▶ [Exercise goal]: Your task is to copy every line below that contains the word "hair".

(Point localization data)

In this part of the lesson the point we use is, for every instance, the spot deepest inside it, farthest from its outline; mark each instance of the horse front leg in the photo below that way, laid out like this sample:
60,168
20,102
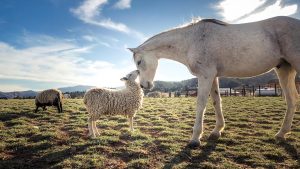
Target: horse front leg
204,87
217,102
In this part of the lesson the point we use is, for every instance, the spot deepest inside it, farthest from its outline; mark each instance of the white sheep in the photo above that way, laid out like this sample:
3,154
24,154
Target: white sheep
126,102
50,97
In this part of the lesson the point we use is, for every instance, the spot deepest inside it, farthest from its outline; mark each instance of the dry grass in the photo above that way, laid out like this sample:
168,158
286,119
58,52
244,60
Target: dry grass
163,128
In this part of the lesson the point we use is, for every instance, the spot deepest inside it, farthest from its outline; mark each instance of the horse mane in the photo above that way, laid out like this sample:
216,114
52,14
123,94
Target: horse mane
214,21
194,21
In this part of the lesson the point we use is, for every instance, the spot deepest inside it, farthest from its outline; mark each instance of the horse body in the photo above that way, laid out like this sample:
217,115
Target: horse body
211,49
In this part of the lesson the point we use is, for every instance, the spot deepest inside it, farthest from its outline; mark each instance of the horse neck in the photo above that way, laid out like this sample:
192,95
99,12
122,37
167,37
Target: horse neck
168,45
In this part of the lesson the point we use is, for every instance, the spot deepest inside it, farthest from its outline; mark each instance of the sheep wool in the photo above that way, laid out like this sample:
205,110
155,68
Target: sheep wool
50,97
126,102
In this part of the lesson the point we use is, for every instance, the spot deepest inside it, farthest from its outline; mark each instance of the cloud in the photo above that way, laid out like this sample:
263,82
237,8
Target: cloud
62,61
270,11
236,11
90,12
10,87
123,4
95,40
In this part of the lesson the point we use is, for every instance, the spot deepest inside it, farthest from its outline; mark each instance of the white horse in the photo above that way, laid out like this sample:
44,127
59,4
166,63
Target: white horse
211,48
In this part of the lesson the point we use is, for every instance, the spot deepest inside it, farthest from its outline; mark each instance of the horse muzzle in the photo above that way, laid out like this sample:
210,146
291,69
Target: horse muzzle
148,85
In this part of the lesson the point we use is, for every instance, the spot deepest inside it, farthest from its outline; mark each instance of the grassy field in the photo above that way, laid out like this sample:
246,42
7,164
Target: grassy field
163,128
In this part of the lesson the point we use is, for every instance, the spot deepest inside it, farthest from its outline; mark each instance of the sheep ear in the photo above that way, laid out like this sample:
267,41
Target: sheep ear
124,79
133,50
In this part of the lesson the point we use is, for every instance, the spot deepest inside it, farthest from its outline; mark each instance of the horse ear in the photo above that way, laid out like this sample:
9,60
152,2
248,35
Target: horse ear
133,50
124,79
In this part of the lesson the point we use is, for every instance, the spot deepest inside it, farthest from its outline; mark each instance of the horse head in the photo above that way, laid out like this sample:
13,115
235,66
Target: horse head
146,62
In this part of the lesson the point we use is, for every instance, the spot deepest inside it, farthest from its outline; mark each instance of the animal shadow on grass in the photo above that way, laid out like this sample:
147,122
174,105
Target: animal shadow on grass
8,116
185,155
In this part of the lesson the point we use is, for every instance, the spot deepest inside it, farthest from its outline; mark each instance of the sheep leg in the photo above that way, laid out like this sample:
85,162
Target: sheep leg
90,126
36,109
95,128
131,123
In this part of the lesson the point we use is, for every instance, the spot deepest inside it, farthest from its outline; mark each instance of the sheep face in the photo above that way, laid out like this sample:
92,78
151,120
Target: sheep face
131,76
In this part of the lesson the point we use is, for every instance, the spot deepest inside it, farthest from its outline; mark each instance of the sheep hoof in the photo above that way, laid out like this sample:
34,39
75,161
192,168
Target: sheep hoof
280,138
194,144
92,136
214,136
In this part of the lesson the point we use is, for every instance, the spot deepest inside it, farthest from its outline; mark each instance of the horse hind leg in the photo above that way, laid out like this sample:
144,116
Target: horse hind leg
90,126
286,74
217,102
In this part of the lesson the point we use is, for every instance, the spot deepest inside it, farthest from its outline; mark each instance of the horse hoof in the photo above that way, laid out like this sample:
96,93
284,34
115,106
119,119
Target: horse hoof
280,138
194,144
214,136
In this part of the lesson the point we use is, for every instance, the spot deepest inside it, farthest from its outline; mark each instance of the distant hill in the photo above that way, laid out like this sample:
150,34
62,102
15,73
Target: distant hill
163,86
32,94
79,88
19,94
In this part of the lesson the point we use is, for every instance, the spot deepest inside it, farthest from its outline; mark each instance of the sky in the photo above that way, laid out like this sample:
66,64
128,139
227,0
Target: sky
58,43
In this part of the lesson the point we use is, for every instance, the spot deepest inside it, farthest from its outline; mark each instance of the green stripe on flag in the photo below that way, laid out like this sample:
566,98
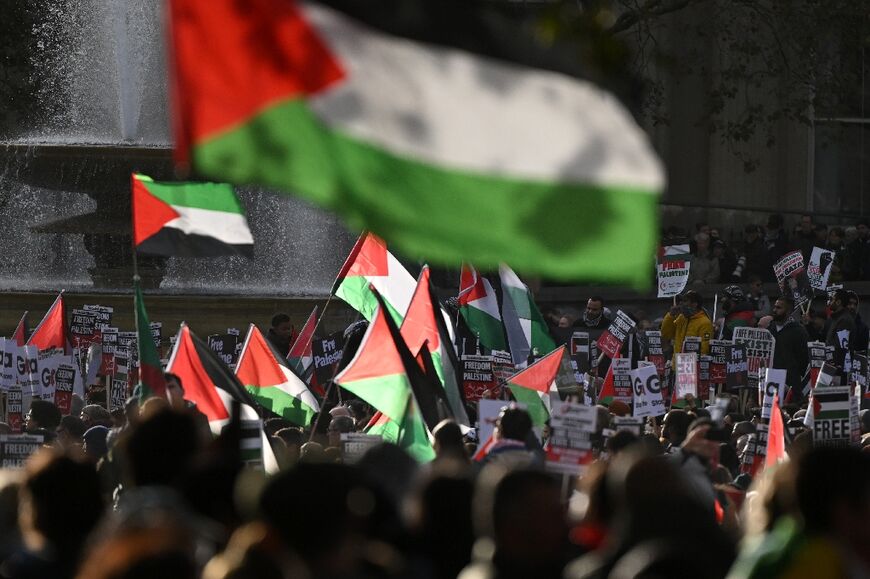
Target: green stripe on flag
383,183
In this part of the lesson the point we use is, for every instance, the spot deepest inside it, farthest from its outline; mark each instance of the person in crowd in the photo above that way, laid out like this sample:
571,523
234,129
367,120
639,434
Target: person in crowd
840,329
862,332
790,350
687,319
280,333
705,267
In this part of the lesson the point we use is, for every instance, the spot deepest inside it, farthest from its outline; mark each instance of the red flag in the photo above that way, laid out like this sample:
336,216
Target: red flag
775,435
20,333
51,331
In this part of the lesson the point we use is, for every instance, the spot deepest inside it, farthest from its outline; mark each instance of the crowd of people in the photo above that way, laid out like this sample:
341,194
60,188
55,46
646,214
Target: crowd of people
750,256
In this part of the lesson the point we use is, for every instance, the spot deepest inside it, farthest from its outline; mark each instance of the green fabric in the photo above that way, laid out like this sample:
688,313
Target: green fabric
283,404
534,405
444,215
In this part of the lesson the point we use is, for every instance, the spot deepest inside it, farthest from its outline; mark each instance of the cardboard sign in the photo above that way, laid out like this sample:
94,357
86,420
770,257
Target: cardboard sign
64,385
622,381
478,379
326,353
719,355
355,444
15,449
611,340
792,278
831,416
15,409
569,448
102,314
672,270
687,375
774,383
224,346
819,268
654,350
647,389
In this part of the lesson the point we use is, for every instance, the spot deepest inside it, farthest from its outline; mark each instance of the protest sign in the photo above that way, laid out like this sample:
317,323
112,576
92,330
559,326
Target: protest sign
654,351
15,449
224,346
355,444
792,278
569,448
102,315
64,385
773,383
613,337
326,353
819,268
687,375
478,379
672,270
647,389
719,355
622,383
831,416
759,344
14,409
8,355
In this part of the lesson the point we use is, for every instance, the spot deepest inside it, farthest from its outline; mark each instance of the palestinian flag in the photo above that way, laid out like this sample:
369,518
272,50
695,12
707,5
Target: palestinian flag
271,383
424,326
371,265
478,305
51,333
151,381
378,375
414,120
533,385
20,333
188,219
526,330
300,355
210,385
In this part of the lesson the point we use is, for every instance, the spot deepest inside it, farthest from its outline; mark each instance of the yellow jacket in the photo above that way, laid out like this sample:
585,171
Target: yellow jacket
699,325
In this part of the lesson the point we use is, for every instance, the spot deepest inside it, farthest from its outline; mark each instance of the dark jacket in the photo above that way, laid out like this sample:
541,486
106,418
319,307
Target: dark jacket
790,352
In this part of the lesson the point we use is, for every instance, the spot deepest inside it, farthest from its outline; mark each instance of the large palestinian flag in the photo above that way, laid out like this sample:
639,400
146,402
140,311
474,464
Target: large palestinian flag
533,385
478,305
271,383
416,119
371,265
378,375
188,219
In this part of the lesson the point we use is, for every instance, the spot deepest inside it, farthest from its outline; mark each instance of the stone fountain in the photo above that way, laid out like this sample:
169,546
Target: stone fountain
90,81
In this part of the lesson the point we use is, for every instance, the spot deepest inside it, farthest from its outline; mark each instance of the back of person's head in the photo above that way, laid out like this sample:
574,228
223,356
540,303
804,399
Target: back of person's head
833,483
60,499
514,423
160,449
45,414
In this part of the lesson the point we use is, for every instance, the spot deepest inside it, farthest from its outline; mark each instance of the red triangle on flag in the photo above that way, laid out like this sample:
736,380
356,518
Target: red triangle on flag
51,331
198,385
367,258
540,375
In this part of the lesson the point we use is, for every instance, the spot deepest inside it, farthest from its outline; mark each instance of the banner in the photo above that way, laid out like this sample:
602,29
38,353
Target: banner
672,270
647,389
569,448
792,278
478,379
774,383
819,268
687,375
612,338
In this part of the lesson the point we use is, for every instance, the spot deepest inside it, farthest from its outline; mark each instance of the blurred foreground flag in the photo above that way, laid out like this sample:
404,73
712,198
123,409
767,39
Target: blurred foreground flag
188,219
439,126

...

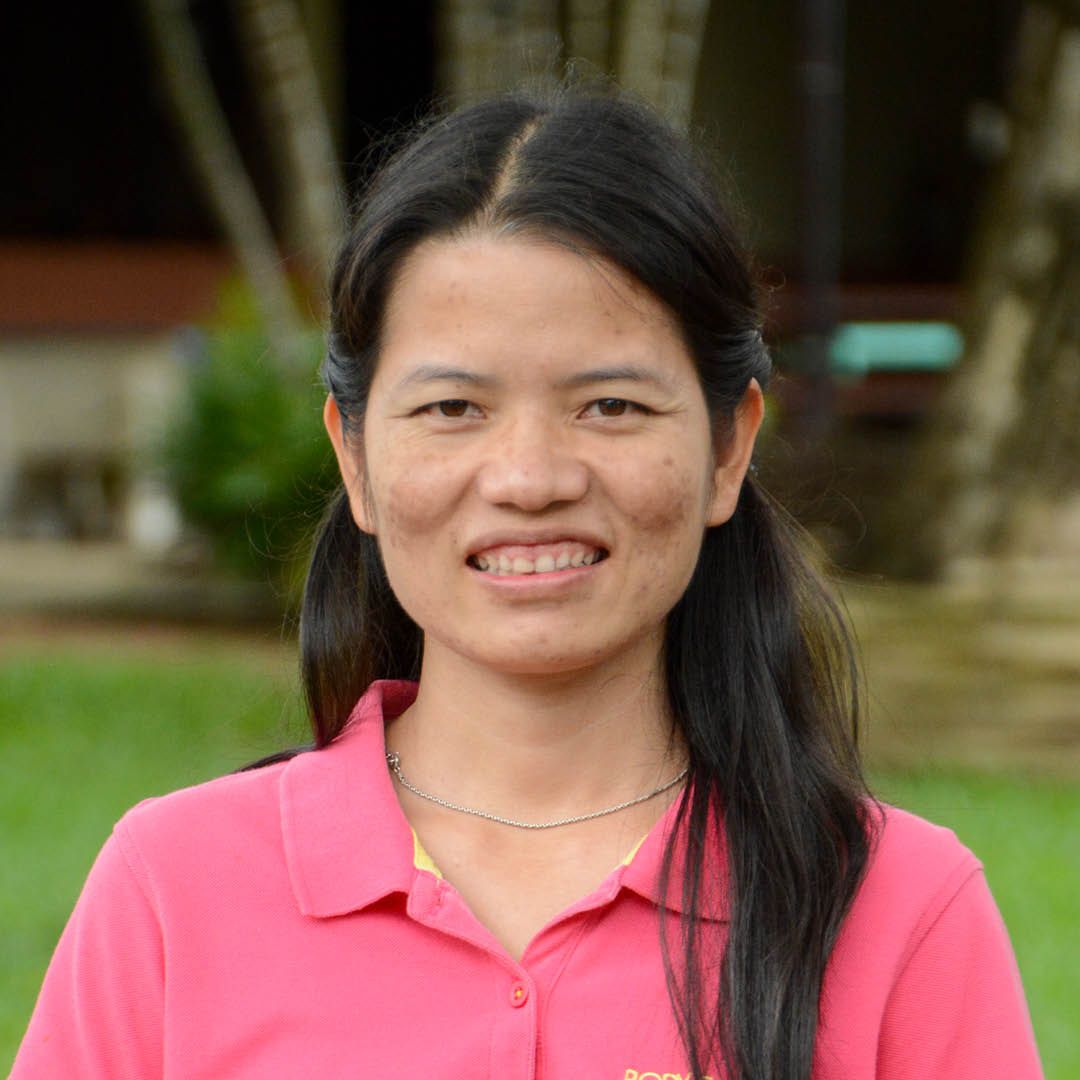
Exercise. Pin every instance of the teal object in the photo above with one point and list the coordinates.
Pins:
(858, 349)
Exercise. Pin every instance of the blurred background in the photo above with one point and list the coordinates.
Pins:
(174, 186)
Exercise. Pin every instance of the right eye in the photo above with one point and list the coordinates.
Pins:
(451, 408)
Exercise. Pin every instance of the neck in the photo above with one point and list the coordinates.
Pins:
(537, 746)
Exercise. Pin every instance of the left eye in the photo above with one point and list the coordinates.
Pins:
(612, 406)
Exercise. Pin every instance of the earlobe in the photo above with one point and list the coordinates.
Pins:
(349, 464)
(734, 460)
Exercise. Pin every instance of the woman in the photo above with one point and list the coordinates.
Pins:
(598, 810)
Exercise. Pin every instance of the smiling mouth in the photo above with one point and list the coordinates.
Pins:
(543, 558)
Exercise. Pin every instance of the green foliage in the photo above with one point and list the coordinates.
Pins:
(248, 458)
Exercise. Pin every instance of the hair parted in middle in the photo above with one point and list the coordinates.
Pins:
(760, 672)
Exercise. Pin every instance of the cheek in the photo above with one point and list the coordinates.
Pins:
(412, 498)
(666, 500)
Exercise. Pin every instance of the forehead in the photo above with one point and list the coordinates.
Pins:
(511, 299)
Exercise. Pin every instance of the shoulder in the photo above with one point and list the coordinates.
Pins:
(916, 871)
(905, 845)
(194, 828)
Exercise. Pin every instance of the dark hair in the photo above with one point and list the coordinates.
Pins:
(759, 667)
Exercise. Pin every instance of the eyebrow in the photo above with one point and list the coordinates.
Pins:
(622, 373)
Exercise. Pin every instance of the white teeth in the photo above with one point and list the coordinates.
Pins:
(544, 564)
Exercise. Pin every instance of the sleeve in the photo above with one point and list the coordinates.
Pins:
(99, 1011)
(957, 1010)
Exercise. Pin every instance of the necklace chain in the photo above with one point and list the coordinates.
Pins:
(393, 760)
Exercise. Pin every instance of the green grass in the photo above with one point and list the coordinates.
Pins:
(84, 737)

▶ [Task solution]:
Exercise. Pin every instance of the hair parted in middle in the photo above with one point and list the coordinates.
Exercise. Pin every instance of the dark hair in the photo above with one point and list the coordinates.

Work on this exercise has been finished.